After the second proof hearing, the plaintiff demanded arbitration pursuant to the UIM endorsement with INA. INA resisted arbitration. It stated that it would not entertain plaintiff's request for arbitration until the issue of whether Beverage's declination of coverage for Wahway and Paul's was proper had been determined. INA suggested that the plaintiff obtain an assignment from the defendants and pursue a declaratory judgment action against Beverage.

While the plaintiff offered to cooperate in any action that INA might institute against Beverage, he insisted that he was entitled to UIM benefits under his policy of insurance. When INA continued to decline to participate in arbitration he instituted this action. INA has filed a third party complaint against Beverage. The plaintiff now moves for Summary Judgment.

I

The defendant contends that the plaintiff cannot recover UIM benefits if the limits of liability under the policies insuring the tortfeasors exceed the limits of liability under UIM endorsements. In this case, INA asserts that the liability limits of *76 Hanover ($15,000.00) and Beverage ($300,000.00) exceed the UIM benefits available under its policy with Dickenson, i.e. $100,000.00. The defendant asserts that N.J.S.A. 17:28-1.1e mandates that the comparison of all bodily injury liability insurance policies with the available UIM benefit be made at the time of the collision and not sometime thereafter. Therefore, because at the time of the collision $315,000.00 in liability benefits were potentially available to the plaintiff and that sum exceeds his UIM limits of $100,000.00, he is barred from making a claim under his UIM endorsement. Alternatively, the defendant INA argues that even if the plaintiff is entitled to UIM benefits, he is not entitled to them until he has pursued a declaratory judgment action to have a judicial determination of whether or not Beverage's declination of coverage was legally permissible.

=====

• **Written request A**
Rewrite the part of the insurance ruling that begins at the words "While the plaintiff" and stops after "for Summary Judgment.", putting "mediation" wherever "arbitration" appears.

=====

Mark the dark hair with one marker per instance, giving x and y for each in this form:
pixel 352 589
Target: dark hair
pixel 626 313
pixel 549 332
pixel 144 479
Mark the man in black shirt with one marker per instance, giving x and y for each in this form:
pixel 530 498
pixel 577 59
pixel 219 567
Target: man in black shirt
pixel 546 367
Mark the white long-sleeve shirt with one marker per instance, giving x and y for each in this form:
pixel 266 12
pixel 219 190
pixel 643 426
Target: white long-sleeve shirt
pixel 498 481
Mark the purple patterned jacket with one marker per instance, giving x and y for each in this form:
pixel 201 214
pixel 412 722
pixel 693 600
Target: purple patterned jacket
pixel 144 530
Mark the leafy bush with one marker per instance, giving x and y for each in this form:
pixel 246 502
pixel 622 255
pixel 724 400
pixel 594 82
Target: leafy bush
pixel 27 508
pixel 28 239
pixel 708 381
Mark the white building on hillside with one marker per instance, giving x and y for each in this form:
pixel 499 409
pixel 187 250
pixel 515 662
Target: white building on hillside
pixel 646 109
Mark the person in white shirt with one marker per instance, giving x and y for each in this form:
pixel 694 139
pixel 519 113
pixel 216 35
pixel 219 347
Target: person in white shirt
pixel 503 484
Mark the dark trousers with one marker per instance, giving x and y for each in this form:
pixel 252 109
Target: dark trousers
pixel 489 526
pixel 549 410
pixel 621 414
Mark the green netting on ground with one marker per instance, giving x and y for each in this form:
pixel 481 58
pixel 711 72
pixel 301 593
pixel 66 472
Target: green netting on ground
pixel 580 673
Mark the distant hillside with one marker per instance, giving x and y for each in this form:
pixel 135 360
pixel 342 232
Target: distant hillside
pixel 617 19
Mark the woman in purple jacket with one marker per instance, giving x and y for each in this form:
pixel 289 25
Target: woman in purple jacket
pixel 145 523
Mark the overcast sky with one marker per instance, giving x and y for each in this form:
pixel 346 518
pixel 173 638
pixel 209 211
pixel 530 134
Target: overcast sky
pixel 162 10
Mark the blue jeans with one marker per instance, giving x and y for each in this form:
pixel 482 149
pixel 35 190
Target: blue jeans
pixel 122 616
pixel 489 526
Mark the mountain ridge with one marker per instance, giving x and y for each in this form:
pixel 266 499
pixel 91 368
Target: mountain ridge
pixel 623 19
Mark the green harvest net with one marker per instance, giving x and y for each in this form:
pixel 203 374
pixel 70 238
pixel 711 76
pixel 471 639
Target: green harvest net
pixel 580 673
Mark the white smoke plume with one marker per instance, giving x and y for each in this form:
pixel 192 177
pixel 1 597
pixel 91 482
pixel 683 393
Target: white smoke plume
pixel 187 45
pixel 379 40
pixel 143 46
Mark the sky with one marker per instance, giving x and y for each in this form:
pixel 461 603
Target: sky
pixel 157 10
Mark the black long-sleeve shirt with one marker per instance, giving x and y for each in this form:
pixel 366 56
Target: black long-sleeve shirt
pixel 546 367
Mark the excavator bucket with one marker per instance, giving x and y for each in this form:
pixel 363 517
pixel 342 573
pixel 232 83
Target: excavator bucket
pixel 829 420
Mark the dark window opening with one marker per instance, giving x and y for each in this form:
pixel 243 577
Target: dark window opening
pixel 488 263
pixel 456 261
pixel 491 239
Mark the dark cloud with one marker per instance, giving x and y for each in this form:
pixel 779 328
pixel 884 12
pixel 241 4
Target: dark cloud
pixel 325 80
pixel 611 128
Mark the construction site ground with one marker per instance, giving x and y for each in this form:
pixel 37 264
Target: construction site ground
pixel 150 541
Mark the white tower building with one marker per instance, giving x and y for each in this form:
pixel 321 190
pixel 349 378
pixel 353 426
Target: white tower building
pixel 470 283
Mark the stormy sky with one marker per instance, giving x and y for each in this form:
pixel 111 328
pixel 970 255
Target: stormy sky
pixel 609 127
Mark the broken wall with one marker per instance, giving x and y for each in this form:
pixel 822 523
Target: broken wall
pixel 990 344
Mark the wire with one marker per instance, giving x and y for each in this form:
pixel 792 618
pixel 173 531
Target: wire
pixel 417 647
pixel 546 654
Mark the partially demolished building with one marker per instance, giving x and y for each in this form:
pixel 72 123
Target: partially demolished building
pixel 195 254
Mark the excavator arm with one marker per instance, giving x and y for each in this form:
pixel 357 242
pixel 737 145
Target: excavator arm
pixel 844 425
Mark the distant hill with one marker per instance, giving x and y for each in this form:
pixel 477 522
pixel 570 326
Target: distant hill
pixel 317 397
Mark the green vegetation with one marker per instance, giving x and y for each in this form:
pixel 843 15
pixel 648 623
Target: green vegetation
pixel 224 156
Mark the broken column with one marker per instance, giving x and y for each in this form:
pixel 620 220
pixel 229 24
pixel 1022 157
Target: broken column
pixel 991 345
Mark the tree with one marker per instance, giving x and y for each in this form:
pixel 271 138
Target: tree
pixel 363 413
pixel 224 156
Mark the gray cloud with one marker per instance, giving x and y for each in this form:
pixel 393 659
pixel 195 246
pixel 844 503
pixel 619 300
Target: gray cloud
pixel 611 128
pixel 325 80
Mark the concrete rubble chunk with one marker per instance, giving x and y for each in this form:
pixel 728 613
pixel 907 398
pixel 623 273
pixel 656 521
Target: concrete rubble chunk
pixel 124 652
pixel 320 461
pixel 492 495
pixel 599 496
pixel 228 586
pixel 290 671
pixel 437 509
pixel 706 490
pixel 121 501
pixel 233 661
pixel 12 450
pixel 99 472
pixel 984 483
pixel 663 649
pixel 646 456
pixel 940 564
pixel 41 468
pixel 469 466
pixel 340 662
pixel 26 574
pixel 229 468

=====

• **Written request B**
Copy out each line of the listing that contains the string "leafy", matching case exactly.

• **Task solution A**
While the plaintiff offered to cooperate in any action that INA might institute against Beverage, he insisted that he was entitled to UIM benefits under his policy of insurance. When INA continued to decline to participate in mediation he instituted this action. INA has filed a third party complaint against Beverage. The plaintiff now moves for Summary Judgment.

• **Task solution B**
Mark the leafy bush with one marker per instance, giving x and y for each in this form:
Target: leafy bush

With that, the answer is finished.